WRITTEN REQUEST ▸
Return these lines of the material word for word, starting at the line that contains "bbox: distant hilltop" and stopping after the line that contains "top-left (129, 42), bottom-right (900, 288)", with both of those lines included.

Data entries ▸
- - - - -

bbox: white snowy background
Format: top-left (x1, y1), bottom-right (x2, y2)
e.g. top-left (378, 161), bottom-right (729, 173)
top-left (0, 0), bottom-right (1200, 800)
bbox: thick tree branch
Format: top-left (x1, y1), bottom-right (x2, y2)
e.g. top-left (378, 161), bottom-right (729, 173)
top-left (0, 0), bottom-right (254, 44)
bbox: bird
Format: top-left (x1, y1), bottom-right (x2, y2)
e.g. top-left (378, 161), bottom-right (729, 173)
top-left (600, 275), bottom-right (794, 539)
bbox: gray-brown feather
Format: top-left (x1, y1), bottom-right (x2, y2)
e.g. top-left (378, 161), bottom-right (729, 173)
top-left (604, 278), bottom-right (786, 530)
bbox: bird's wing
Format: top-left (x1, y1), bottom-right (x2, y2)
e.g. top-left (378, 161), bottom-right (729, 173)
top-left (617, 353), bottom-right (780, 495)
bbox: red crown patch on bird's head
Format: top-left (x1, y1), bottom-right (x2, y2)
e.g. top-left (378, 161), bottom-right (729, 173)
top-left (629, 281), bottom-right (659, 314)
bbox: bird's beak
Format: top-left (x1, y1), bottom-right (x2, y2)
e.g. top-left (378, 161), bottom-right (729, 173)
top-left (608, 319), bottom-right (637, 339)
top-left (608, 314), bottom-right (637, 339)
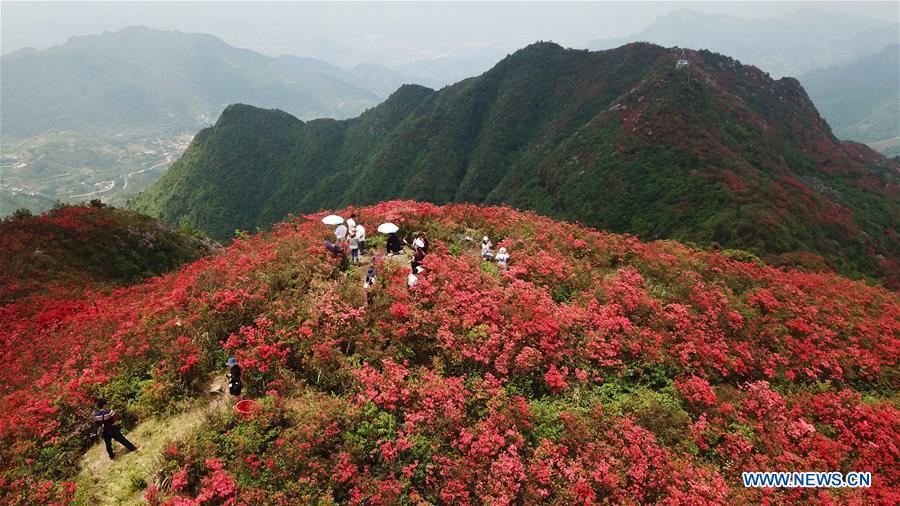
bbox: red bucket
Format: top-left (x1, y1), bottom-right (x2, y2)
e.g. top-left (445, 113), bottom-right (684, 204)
top-left (234, 399), bottom-right (262, 420)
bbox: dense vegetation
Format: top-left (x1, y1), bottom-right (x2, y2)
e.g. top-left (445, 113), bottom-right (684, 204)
top-left (133, 43), bottom-right (900, 284)
top-left (0, 202), bottom-right (900, 504)
top-left (0, 201), bottom-right (210, 304)
top-left (800, 44), bottom-right (900, 156)
top-left (0, 26), bottom-right (390, 137)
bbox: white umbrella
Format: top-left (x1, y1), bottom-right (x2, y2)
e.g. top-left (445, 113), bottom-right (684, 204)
top-left (322, 214), bottom-right (344, 225)
top-left (378, 222), bottom-right (400, 234)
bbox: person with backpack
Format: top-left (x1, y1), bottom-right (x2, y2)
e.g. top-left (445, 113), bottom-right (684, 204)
top-left (356, 223), bottom-right (366, 255)
top-left (496, 248), bottom-right (509, 271)
top-left (347, 213), bottom-right (356, 237)
top-left (225, 357), bottom-right (244, 400)
top-left (350, 235), bottom-right (359, 265)
top-left (94, 399), bottom-right (137, 460)
top-left (481, 236), bottom-right (494, 260)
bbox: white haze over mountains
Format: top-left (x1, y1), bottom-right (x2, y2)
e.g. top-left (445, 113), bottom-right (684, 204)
top-left (0, 2), bottom-right (900, 72)
top-left (0, 0), bottom-right (900, 216)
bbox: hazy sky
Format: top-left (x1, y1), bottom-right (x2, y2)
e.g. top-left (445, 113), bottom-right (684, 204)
top-left (0, 1), bottom-right (898, 65)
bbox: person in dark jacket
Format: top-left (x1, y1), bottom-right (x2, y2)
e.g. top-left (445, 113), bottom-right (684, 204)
top-left (94, 399), bottom-right (137, 459)
top-left (386, 234), bottom-right (403, 255)
top-left (225, 357), bottom-right (244, 400)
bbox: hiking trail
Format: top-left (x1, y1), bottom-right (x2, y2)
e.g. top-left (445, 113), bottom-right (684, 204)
top-left (75, 376), bottom-right (231, 505)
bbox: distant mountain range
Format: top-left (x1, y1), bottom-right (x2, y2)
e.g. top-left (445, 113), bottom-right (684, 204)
top-left (132, 43), bottom-right (900, 282)
top-left (800, 44), bottom-right (900, 156)
top-left (0, 27), bottom-right (422, 136)
top-left (588, 8), bottom-right (900, 77)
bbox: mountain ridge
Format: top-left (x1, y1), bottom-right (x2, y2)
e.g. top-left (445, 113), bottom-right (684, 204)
top-left (133, 42), bottom-right (900, 282)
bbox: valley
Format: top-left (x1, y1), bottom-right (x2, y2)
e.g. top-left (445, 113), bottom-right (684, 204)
top-left (0, 129), bottom-right (193, 214)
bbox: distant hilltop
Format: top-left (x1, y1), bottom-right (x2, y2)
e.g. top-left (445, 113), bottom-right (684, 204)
top-left (132, 42), bottom-right (900, 284)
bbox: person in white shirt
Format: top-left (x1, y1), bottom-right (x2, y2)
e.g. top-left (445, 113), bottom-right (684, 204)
top-left (356, 223), bottom-right (366, 255)
top-left (481, 236), bottom-right (494, 260)
top-left (497, 248), bottom-right (509, 271)
top-left (334, 225), bottom-right (347, 242)
top-left (350, 235), bottom-right (359, 265)
top-left (347, 213), bottom-right (356, 237)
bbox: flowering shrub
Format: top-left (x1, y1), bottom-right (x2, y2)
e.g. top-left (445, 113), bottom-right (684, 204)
top-left (0, 202), bottom-right (900, 504)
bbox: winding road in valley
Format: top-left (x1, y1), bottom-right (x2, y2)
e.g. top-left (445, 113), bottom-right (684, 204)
top-left (122, 153), bottom-right (172, 190)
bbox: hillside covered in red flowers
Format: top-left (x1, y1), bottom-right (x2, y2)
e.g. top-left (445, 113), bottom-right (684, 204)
top-left (0, 201), bottom-right (900, 504)
top-left (129, 42), bottom-right (900, 288)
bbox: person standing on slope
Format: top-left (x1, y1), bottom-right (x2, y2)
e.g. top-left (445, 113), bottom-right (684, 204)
top-left (225, 357), bottom-right (244, 400)
top-left (497, 248), bottom-right (509, 271)
top-left (481, 236), bottom-right (494, 260)
top-left (356, 223), bottom-right (366, 255)
top-left (94, 399), bottom-right (137, 460)
top-left (347, 213), bottom-right (356, 237)
top-left (350, 235), bottom-right (359, 265)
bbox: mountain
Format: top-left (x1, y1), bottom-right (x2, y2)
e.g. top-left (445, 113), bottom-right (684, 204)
top-left (588, 8), bottom-right (900, 77)
top-left (799, 44), bottom-right (900, 156)
top-left (0, 27), bottom-right (396, 136)
top-left (0, 202), bottom-right (900, 505)
top-left (131, 43), bottom-right (900, 282)
top-left (0, 203), bottom-right (211, 304)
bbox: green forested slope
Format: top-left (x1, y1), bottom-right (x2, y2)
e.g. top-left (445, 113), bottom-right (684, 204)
top-left (132, 43), bottom-right (900, 282)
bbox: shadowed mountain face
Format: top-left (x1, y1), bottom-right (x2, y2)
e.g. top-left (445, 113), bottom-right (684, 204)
top-left (588, 8), bottom-right (900, 77)
top-left (133, 43), bottom-right (900, 282)
top-left (2, 27), bottom-right (399, 136)
top-left (800, 44), bottom-right (900, 156)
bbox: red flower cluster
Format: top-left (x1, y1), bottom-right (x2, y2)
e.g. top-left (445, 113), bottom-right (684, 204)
top-left (0, 202), bottom-right (900, 504)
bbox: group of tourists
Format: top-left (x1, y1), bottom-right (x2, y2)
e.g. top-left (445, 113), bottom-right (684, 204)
top-left (93, 213), bottom-right (509, 459)
top-left (481, 236), bottom-right (509, 271)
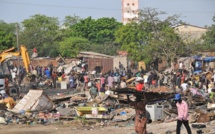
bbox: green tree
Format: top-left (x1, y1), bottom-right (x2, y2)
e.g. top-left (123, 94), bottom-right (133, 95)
top-left (20, 14), bottom-right (62, 56)
top-left (60, 37), bottom-right (89, 57)
top-left (115, 23), bottom-right (151, 61)
top-left (0, 21), bottom-right (16, 51)
top-left (71, 17), bottom-right (122, 44)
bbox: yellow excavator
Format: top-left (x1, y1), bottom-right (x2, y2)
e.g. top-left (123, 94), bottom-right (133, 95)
top-left (0, 45), bottom-right (30, 95)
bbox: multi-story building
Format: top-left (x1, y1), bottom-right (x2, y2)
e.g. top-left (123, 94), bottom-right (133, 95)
top-left (122, 0), bottom-right (139, 25)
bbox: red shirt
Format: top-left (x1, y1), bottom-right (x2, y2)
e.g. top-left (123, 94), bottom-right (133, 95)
top-left (136, 83), bottom-right (144, 91)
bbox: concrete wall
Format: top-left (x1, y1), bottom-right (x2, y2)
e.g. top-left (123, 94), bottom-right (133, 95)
top-left (175, 25), bottom-right (207, 42)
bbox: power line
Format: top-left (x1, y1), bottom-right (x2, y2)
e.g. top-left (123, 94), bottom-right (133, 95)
top-left (0, 0), bottom-right (215, 14)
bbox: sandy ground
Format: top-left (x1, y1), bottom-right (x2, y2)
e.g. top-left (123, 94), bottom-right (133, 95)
top-left (0, 122), bottom-right (215, 134)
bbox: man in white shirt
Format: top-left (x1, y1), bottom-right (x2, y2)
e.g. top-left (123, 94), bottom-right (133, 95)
top-left (120, 79), bottom-right (127, 88)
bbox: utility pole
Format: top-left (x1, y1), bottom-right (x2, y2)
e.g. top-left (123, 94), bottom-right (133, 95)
top-left (16, 23), bottom-right (20, 75)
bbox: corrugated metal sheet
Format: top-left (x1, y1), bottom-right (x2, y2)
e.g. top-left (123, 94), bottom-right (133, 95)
top-left (84, 58), bottom-right (113, 73)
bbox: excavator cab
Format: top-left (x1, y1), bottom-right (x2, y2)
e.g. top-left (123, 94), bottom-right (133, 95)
top-left (0, 45), bottom-right (30, 96)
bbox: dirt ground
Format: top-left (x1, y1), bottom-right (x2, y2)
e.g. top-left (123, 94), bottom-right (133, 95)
top-left (0, 122), bottom-right (212, 134)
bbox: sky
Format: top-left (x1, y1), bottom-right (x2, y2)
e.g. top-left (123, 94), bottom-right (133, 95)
top-left (0, 0), bottom-right (215, 27)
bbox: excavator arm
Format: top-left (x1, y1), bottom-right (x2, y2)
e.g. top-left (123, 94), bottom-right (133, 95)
top-left (0, 45), bottom-right (30, 73)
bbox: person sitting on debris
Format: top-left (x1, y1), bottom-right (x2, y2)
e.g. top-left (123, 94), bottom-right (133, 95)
top-left (44, 68), bottom-right (51, 79)
top-left (89, 83), bottom-right (98, 99)
top-left (69, 75), bottom-right (76, 89)
top-left (209, 88), bottom-right (215, 103)
top-left (174, 94), bottom-right (192, 134)
top-left (100, 83), bottom-right (105, 95)
top-left (130, 95), bottom-right (147, 134)
top-left (120, 79), bottom-right (127, 88)
top-left (0, 90), bottom-right (16, 109)
top-left (136, 77), bottom-right (144, 91)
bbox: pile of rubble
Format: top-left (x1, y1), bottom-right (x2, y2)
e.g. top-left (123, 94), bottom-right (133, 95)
top-left (0, 87), bottom-right (215, 133)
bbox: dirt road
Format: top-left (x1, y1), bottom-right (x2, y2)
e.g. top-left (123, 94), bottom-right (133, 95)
top-left (0, 122), bottom-right (207, 134)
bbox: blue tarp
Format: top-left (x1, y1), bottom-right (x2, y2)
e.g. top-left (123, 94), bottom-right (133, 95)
top-left (193, 56), bottom-right (215, 62)
top-left (203, 57), bottom-right (215, 62)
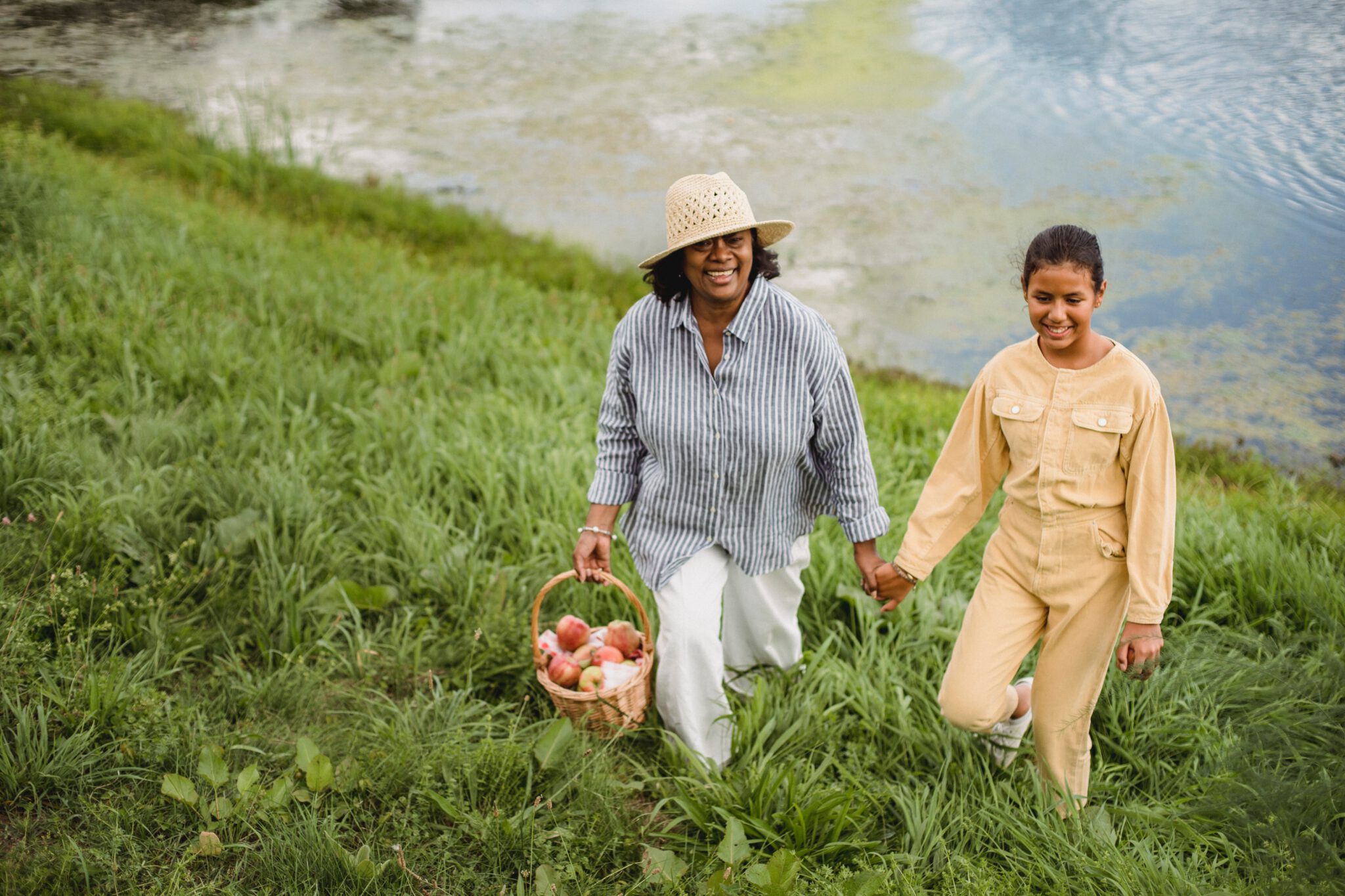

- - - - -

CORRECT RESULT ▸
bbox: distant hilltop
Format: top-left (x1, y1), bottom-right (x2, y2)
e.g. top-left (445, 113), bottom-right (684, 204)
top-left (132, 42), bottom-right (900, 284)
bbox: person in white shirt
Format: top-left (x1, y1), bottom-right (x2, y2)
e.g. top-left (445, 113), bottom-right (684, 204)
top-left (356, 223), bottom-right (366, 255)
top-left (481, 236), bottom-right (494, 260)
top-left (497, 248), bottom-right (509, 271)
top-left (334, 225), bottom-right (347, 242)
top-left (350, 235), bottom-right (359, 265)
top-left (347, 213), bottom-right (356, 237)
bbox: flowering shrub
Format: top-left (x1, y1), bottom-right (x2, y2)
e.g. top-left (445, 113), bottom-right (684, 204)
top-left (0, 202), bottom-right (900, 504)
bbox: winding road in valley
Format: top-left (x1, y1), bottom-right (x2, y2)
e.g. top-left (445, 113), bottom-right (684, 204)
top-left (122, 153), bottom-right (172, 190)
bbox: hillside covered in red flowers
Format: top-left (x1, y1), bottom-right (x2, y2)
e.g. top-left (445, 113), bottom-right (684, 204)
top-left (0, 201), bottom-right (900, 504)
top-left (129, 42), bottom-right (900, 288)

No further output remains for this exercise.